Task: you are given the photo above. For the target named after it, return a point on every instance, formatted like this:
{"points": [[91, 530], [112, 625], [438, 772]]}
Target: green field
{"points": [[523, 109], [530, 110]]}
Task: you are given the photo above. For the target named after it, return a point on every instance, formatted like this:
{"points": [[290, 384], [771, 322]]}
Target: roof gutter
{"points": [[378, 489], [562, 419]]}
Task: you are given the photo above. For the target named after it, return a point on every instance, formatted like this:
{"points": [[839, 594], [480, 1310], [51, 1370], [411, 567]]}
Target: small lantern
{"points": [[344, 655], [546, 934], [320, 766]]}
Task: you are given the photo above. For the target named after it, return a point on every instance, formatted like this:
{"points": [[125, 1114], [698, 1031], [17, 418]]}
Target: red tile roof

...

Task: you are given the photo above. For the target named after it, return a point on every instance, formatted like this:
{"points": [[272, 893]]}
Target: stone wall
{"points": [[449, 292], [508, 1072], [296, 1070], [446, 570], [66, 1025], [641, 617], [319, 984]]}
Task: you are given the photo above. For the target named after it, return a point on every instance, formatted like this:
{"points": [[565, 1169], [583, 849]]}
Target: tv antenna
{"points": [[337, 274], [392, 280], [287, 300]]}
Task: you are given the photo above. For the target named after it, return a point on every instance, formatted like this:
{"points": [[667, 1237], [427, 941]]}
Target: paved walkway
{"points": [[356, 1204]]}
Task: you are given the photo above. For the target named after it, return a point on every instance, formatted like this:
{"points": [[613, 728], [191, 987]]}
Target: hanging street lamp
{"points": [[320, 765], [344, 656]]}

---

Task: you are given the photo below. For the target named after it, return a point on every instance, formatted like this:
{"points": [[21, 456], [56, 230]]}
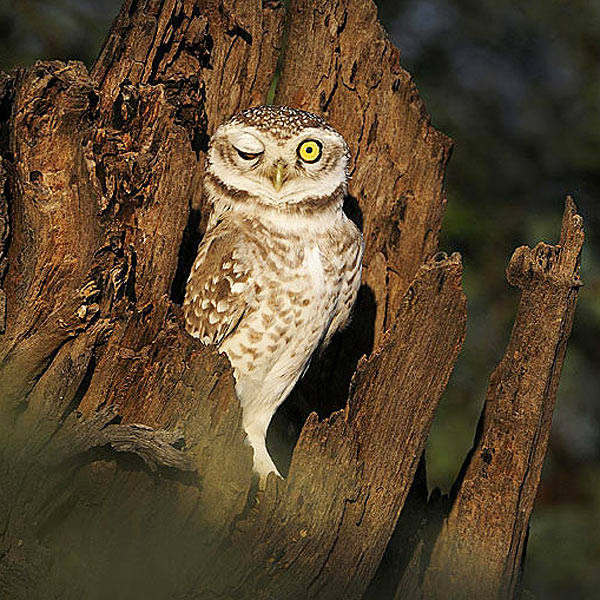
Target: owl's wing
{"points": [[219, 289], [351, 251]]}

Twoje zadanie:
Wypisz z powyższych wierszy każdą linię, w której występuje słowo „roof”. Wielkość liter ma znaczenie.

Wynik zadania:
Target: roof gutter
Target: red tile roof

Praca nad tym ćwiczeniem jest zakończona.